- _AUFGABE 1_:
Welche Benutzernamen stehen im Forumsthread zum Biegen von Schrift als Überschriften über den Beiträgen? Nenne alle.
- _AUFGABE 2_:
Extrahiere aus dem Forumsthread zum Biegen von Schrift den Abschnitt, der mit „wer weiss Rat.danke“ beginnt und bis einschließlich „deine Schrift verzerren?“ reicht.
- _AUFGABE 3_:
Setze den Forumsthread zum Biegen von Schrift im Anschluss an den letzten Beitrag fort.

- _SEITENAUSZUG_:
↓↓↓
# Schrift biegen



## Paraneuros (26. September 2006)

Hi,
irgendwie bin ich gerade voll daneben und stehe neben mir
möchte gerne das wort "Paraneuros" welches ihr HIER sehen könnt biegen wie der Strich da drüber.Aber es geht nicht wenn ich auf
Objekt
Transfomieren
und dann Verbiegen gehe..
wer weiss Rat.danke


----------



## holzoepfael (26. September 2006)

Also möchtest du die Schrift entlang der Linie, oder willst du deine Schrift verzerren?


----------



## akrite (26. September 2006)

Paraneuros hat gesagt.:


> irgendwie bin ich gerade voll daneben und stehe neben mir


...glaube ich Dir, ;-)  wie wäre es mit Text auf Pfad - geht natürlich nur, wenn es wirklich noch Text ist und nicht schon in Pfade konvertiert. Dann mit biegen weiter !
↑↑↑
- _DATENSÄTZE_:
↓↓↓
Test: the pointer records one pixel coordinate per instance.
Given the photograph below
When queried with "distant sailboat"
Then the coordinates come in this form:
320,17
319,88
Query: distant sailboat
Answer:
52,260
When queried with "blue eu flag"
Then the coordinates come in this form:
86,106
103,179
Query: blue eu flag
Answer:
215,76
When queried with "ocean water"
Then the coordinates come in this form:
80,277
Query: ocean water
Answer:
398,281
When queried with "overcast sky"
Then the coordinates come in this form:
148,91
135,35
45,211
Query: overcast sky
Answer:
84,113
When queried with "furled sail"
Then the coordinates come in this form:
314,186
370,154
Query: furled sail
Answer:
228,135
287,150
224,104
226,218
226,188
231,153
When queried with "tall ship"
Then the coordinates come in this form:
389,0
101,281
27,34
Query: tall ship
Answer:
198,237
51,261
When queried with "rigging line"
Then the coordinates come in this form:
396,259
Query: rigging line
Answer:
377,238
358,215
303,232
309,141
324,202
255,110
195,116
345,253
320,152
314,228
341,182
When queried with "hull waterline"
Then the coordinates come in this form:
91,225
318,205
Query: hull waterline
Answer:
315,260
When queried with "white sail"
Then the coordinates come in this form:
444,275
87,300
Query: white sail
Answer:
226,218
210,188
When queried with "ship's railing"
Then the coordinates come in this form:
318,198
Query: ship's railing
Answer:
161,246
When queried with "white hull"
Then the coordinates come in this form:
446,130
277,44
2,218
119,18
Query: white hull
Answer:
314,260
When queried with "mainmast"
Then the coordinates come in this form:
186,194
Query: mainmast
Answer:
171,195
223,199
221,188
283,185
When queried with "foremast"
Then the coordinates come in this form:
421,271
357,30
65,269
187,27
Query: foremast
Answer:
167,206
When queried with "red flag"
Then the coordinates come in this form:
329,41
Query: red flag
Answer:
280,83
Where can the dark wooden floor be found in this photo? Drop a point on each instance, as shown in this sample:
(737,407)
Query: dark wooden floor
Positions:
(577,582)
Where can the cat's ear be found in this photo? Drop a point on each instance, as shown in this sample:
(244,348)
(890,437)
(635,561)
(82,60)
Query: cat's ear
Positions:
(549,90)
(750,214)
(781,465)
↑↑↑
- _AUSGABE 1_:
Paraneuros, holzoepfael, akrite

- _AUSGABE 2_:
wer weiss Rat.danke


----------



## holzoepfael (26. September 2006)

Also möchtest du die Schrift entlang der Linie, oder willst du deine Schrift verzerren?

- _AUSGABE 3_:
Grüße
Andreas


----------



## ikon (27. September 2006)

Hi,

in Illustrator: wähle Deinen Text aus und erstell unter "Objekt" eine Verzerrungshülle(mit Krümmung versehen). Alternativ kannst Du auch jeden geschlossenen Pfad als Verzerrungshülle nehmen ("Verzerrungshülle->mit obersten Objekt erstellen"). Der Pfad muss in dem Fall über der Schrift angeordnet sein.

Ansonsten kann man auch mit dem Textwerkzeug den Text auf Pfaden schreiben. Textwerkzeug in Werkzeugpalette auswählen und gedrückt halten, drittes Symbol von links glaub ich.

Gruß,
ikon


----------



## Paraneuros (27. September 2006)

Danke Ikon...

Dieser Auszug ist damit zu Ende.